TUGAS YANG DIBERIKAN A –
Cetak secara persis bagian kutipan tentang hak masyarakat adat yang dimulai pada kata-kata "(b) setiap tindakan" dan berakhir setelah kata-kata "untuk terhadap mereka.".

### KUTIPAN HALAMAN ###

Masyarakat Adat dan warga-warganya bebas dan sederajat dengan semua kelompok-kelompok masyarakat dan warga-warga lainnya, dan mempunyai hak untuk bebas dari segala bentuk diskriminasi dalam menjalankan hak-hak mereka, khususnya yang didasarkan atas asal-usul atau identitas mereka.

Masyarakat Adat mempunyai hak untuk menentukan nasib sendiri. Berdasarkan hak tersebut, mereka secara bebas menentukan status Politik mereka dan secara bebas mengembangkan kemajuan ekonomi, sosial dan budaya mereka.

Masyarakat Adat mempunyai hak untuk menjaga dan memperkuat ciri-ciri mereka yang ada dibidang politik, hukum, ekonomi, sosial dan institusi-institusi budaya, serta tetap mempertahankan hak mereka untuk berpatisipasi secara penuh, jika mereka menghendaki, dalam kehidupan politik, ekonomi, sosial dan budaya mereka.

Setiap warga masyarakat Adat mempunyai hak atas suatu kebangsaan.

Warga-warga masyarakat adat memiliki hak utuh atas kehidupan, keutuhan fisik dan mental, kemerdekaan dan keamanan sebagai seseorang.

Masyarakat Adat memiliki hak kolektif untuk hidup bebas, damai dan aman sebagai kelompok masyarakat yang berbeda dan tidak boleh menjadi target dari tindakan genosida apapun atau tindakan-tindakan pelanggaran lainnya, termasuk pemindahan anak-anak secara paksa dari sebuah kelompok ke kelompok lainnya.

Masyarakat adat dan warga-warganya memiliki hak untuk tidak menjadi target dari pemaksaan percampuran budaya atau pengrusakan budaya mereka.

Negara akan menyediakan mekanisme yang efektif untuk mencegah, dan mengganti kerugian atas:

(a) setiap tindakan yang mempunyai tujuan atau berakibat pada hilangnya keutuhan mereka sebagai kelompok masyarakat yang berbeda, atau dari nilai-nilai kultural atau identitas etnik mereka;

(b) setiap tindakan yang mempunyai tujuan atau berakibat pada tercerabutnya mereka dari tanah, wilayah atau sumber daya mereka;

(c) setiap bentuk pemindahan penduduk yang mempunyai tujuan atau berakibat melanggar atau mengurangi hak apa pun kepunyaan mereka;

(d) Setiap bentuk pemaksaan pencampuran budaya atau penggabungan dengan budaya lain;

(e) setiap bentuk propaganda yang mendukung atau menghasut diskriminasi rasial atau diskriminasi etnis yang ditujukan langsung untuk terhadap mereka.

Jangan menghilangkan atau merusak budaya dari masyarakat adat ini, dan kemudian menggantikan dengan budaya campuran dari luar masyarakat adat setempat. Oleh karena itu apabila ada terjadi pelanggaran mendasar sesuai Pasal 8 ayat 1, ayat 2 bagian a, b, c, d, dan e maka wajib dan harus dibayarkan ganti rugi (Kompensasi).

### DATA TERSIMPAN ###

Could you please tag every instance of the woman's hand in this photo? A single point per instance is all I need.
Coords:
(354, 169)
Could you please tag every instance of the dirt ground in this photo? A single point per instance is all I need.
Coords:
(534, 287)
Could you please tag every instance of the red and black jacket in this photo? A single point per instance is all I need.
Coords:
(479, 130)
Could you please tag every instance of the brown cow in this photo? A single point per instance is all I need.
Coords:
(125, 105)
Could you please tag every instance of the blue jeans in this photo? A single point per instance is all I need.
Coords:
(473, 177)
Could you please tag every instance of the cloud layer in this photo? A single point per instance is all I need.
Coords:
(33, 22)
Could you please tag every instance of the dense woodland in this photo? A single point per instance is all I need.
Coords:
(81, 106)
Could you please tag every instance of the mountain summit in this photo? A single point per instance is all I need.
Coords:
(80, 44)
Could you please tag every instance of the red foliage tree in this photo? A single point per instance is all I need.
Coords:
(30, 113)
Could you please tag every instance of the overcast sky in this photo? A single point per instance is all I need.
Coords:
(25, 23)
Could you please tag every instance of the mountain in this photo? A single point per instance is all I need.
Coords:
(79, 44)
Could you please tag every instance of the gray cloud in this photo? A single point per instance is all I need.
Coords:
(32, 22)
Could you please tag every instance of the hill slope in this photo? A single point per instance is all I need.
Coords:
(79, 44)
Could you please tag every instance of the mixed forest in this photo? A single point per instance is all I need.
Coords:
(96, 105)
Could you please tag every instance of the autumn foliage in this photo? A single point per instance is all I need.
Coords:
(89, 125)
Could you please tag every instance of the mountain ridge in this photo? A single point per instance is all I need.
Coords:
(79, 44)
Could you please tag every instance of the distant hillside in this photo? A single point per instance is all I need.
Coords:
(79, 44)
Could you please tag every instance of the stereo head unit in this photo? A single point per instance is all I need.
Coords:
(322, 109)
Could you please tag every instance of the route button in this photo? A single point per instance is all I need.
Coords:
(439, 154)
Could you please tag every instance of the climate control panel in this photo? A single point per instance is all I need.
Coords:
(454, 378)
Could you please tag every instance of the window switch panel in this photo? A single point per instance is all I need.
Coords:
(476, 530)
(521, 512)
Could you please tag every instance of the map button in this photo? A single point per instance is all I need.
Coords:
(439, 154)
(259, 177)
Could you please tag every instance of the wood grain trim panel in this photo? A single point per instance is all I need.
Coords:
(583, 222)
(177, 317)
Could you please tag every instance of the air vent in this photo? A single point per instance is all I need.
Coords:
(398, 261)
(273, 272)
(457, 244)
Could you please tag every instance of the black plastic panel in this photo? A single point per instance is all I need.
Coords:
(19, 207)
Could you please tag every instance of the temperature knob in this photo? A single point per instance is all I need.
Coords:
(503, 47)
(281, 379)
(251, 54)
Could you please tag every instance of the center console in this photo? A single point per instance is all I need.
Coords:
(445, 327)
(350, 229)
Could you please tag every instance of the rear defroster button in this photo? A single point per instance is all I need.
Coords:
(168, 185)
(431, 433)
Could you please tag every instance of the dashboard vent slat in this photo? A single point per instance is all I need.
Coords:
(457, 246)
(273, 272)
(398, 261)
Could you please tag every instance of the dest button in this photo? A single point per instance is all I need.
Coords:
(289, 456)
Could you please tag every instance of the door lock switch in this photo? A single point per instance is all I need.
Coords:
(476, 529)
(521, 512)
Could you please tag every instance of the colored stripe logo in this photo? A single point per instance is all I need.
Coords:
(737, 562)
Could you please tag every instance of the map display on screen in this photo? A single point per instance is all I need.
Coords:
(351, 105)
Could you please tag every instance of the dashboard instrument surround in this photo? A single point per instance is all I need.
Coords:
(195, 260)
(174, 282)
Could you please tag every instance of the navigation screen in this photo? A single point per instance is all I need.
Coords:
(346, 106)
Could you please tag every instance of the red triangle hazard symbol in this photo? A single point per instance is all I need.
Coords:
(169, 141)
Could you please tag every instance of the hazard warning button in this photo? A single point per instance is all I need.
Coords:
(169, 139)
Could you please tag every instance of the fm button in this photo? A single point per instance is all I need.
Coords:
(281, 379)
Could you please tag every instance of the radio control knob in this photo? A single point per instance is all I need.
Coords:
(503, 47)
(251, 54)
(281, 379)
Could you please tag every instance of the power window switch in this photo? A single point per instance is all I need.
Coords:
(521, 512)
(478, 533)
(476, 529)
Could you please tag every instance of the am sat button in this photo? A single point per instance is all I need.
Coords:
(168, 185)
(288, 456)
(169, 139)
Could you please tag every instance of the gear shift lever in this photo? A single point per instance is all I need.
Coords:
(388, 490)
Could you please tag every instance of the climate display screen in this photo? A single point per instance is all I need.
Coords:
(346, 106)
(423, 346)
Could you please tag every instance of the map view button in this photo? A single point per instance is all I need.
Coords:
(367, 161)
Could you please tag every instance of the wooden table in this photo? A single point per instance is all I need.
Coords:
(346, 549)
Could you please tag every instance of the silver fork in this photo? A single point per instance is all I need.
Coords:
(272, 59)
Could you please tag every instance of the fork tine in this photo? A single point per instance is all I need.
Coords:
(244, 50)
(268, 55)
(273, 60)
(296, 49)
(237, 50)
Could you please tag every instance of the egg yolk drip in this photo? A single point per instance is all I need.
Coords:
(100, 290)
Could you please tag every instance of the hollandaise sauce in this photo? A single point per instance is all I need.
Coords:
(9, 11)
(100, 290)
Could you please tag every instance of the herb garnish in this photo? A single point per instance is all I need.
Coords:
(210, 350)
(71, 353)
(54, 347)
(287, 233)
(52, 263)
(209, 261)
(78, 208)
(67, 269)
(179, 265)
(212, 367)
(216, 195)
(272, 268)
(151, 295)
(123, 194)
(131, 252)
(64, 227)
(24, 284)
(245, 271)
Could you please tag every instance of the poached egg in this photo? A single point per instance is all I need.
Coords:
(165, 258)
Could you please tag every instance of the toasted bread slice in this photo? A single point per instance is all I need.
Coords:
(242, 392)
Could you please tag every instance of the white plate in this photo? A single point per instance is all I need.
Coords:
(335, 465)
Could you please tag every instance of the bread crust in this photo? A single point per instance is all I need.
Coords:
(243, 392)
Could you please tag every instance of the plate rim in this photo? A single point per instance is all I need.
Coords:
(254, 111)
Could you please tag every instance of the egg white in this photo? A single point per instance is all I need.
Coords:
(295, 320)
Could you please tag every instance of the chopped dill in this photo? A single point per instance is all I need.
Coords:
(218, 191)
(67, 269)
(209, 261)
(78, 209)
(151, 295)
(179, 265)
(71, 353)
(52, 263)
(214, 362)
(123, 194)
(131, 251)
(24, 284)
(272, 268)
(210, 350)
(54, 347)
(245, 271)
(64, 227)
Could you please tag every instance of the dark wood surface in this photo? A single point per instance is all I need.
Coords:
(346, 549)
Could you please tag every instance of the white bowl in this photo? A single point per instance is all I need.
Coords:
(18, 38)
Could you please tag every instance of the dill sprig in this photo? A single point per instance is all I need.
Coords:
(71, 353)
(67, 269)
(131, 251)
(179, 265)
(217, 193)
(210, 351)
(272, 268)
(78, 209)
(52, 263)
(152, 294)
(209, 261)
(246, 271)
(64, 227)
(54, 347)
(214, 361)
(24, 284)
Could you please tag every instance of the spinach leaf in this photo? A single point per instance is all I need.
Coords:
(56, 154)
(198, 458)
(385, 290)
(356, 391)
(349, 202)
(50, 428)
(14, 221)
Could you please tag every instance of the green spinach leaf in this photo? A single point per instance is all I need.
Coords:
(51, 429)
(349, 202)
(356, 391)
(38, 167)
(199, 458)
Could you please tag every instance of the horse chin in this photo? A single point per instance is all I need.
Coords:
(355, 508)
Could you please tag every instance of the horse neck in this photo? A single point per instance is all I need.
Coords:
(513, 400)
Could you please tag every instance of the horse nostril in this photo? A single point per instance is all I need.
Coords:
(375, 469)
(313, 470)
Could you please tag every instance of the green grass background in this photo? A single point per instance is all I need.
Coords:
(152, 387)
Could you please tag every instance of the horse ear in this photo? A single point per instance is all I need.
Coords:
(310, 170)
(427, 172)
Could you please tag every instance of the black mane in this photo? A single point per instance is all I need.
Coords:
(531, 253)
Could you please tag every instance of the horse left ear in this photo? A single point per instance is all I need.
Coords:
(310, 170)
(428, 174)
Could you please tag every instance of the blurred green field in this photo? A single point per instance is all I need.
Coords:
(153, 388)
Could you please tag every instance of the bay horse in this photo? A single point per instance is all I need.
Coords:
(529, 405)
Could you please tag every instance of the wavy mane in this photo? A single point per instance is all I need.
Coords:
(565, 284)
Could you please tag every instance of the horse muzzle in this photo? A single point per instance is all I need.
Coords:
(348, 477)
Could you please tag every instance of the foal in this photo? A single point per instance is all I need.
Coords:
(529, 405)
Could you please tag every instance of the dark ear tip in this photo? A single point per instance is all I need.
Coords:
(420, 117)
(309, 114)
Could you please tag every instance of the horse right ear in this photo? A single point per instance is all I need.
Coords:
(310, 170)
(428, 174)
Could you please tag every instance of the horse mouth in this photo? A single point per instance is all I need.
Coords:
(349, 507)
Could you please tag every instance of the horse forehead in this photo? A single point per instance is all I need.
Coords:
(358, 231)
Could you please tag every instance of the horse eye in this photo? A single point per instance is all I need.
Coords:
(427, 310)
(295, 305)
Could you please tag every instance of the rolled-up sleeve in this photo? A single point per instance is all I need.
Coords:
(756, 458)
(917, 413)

###

TUGAS YANG DIBERIKAN B –
Temukan dan salin setiap baris data yang memuat kata "fork", dengan memperhatikan perbedaan huruf besar dan huruf kecil.

JAWABAN LENGKAP A –
(b) setiap tindakan yang mempunyai tujuan atau berakibat pada tercerabutnya mereka dari tanah, wilayah atau sumber daya mereka;

(c) setiap bentuk pemindahan penduduk yang mempunyai tujuan atau berakibat melanggar atau mengurangi hak apa pun kepunyaan mereka;

(d) Setiap bentuk pemaksaan pencampuran budaya atau penggabungan dengan budaya lain;

(e) setiap bentuk propaganda yang mendukung atau menghasut diskriminasi rasial atau diskriminasi etnis yang ditujukan langsung untuk terhadap mereka.

JAWABAN LENGKAP B –
Could you please tag every instance of the silver fork in this photo? A single point per instance is all I need.
Could you please tag every instance of the fork tine in this photo? A single point per instance is all I need.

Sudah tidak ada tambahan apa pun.